### What you need to do
Below are the records; tally the lines in them that include the word "kepi" and reply with the number alone.

Top of Entries provided

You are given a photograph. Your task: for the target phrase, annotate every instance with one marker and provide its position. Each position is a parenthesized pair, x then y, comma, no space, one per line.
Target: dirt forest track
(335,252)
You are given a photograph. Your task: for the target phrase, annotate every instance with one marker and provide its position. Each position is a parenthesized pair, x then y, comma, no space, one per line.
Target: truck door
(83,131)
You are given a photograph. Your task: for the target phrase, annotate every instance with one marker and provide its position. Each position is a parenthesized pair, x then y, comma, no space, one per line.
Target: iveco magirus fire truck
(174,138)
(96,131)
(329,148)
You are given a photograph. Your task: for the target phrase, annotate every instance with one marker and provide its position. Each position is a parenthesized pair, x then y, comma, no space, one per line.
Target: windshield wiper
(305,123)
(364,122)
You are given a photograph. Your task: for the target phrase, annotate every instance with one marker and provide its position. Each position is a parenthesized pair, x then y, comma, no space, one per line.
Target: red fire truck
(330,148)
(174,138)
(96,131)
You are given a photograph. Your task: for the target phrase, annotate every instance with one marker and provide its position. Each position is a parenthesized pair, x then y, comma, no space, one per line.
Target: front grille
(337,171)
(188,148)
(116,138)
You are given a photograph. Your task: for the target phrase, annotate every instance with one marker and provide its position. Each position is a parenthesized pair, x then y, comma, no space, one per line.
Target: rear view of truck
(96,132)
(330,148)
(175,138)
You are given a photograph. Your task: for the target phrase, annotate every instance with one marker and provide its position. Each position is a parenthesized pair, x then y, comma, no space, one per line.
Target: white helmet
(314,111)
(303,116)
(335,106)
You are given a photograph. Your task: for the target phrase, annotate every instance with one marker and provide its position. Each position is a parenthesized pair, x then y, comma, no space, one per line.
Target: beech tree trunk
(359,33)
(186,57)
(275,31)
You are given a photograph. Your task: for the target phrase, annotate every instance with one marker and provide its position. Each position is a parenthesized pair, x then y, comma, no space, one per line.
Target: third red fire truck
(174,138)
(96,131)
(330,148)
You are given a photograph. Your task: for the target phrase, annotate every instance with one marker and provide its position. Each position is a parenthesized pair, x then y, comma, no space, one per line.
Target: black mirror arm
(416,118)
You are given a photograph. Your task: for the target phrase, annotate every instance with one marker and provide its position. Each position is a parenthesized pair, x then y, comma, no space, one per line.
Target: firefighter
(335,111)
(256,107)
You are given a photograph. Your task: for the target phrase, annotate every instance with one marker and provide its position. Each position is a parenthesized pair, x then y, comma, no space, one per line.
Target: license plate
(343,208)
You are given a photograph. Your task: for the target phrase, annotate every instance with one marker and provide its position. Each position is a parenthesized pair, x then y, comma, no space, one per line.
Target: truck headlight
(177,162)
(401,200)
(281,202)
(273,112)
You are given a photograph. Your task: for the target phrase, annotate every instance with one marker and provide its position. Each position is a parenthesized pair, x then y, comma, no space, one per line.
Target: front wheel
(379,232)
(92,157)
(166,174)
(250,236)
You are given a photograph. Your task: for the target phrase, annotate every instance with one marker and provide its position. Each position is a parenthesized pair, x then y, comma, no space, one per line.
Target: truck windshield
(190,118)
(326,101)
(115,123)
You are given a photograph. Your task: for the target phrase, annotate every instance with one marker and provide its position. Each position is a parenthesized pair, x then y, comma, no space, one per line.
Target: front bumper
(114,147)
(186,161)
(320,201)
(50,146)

Bottom of Entries provided
Top of Entries provided

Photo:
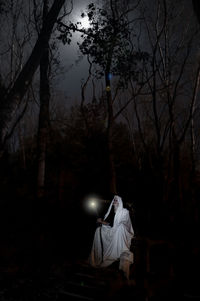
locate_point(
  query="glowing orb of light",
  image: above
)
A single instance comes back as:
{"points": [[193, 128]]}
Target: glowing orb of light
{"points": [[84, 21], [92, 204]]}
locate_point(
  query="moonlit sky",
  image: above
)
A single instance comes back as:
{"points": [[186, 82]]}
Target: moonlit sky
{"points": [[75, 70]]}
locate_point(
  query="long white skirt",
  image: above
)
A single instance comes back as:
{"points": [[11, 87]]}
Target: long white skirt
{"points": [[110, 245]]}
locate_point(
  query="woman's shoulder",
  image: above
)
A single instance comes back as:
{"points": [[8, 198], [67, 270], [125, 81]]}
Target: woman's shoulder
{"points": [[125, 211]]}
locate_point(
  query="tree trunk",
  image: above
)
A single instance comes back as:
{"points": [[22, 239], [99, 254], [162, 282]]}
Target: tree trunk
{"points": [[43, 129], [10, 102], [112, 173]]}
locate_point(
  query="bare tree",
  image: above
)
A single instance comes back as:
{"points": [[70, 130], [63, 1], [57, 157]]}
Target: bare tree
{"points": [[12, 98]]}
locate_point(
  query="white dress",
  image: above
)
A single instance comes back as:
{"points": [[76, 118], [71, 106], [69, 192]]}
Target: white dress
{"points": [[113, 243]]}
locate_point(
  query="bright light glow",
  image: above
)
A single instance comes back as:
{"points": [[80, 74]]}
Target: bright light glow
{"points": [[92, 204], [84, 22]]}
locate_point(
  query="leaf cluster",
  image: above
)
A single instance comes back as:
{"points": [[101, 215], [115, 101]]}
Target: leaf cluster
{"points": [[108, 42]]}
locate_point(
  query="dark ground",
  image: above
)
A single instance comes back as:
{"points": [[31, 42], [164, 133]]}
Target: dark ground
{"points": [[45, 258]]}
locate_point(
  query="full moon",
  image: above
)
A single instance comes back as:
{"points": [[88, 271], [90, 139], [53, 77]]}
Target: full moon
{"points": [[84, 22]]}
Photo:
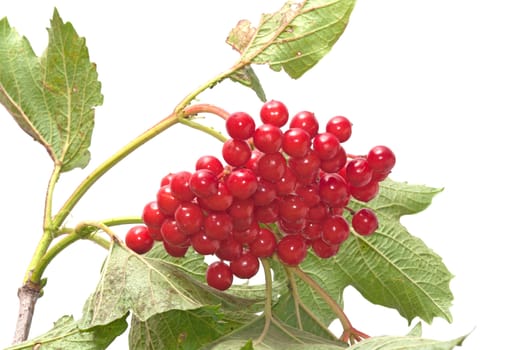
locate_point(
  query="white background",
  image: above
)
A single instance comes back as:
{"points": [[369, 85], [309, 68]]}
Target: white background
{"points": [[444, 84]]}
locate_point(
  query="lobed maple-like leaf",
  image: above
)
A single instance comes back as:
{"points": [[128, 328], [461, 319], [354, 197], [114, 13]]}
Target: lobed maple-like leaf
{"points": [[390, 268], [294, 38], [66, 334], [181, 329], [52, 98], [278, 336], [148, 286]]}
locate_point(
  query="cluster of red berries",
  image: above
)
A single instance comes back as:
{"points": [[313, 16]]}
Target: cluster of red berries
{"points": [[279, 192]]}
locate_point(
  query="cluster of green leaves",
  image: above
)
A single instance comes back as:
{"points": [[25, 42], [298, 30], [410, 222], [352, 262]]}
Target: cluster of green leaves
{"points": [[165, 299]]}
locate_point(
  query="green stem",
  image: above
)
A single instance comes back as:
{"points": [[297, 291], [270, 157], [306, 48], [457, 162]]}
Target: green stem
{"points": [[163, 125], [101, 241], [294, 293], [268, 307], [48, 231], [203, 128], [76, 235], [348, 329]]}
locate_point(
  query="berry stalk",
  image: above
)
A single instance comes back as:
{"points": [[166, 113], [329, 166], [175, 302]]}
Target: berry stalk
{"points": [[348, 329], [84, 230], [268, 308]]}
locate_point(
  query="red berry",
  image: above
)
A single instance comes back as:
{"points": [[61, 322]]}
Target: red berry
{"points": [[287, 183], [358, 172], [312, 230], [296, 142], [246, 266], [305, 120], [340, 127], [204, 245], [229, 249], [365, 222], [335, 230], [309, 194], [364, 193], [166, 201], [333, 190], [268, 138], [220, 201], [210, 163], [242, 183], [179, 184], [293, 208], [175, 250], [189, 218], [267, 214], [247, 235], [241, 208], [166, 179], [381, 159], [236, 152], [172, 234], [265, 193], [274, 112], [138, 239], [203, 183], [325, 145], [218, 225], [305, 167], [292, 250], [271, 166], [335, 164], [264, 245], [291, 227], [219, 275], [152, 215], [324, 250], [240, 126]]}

Bottom of Entries provided
Top of Entries provided

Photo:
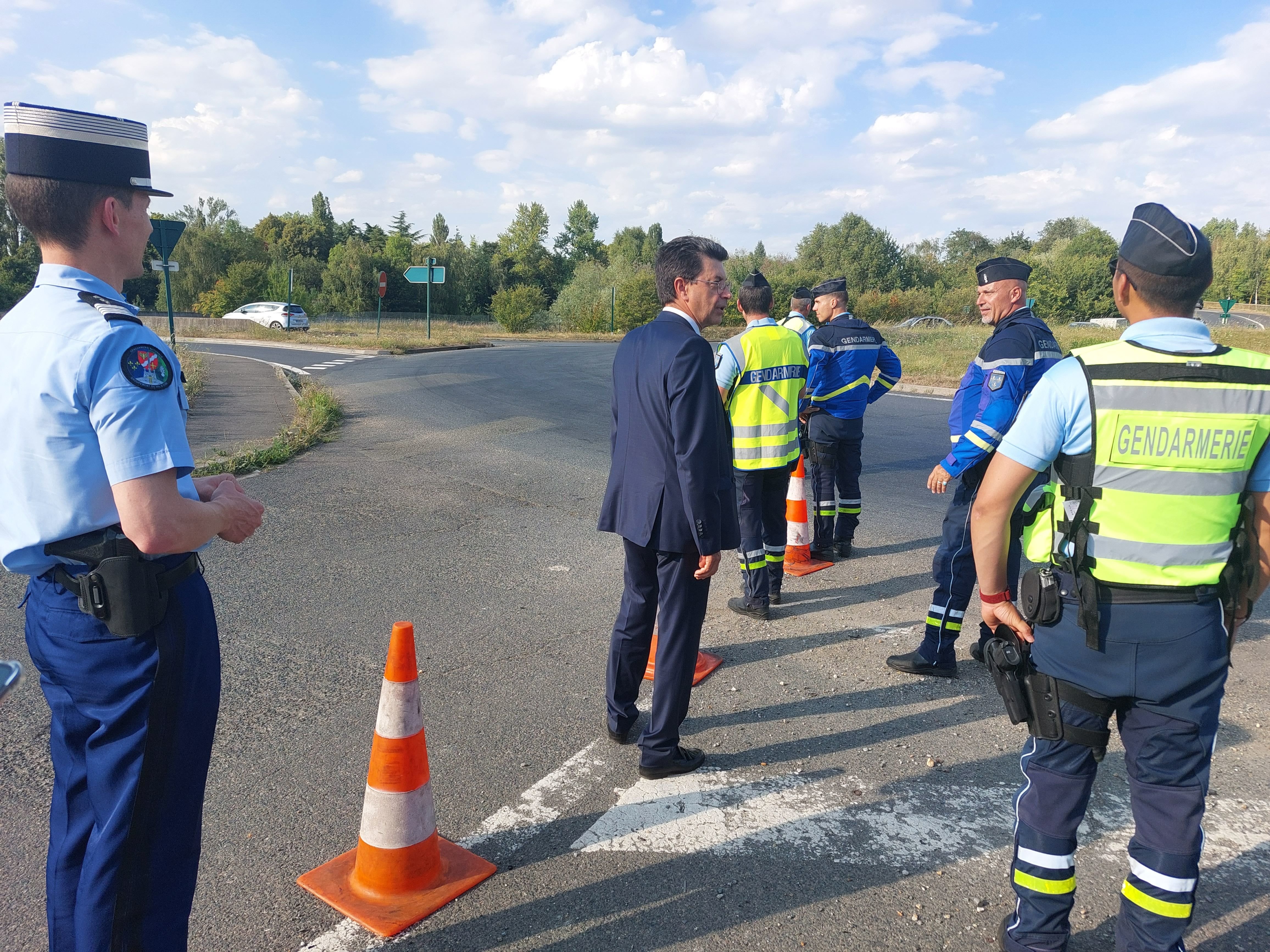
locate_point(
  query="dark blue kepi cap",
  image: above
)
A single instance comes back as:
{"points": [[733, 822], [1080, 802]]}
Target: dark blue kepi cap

Bottom of Entries provided

### Written solution
2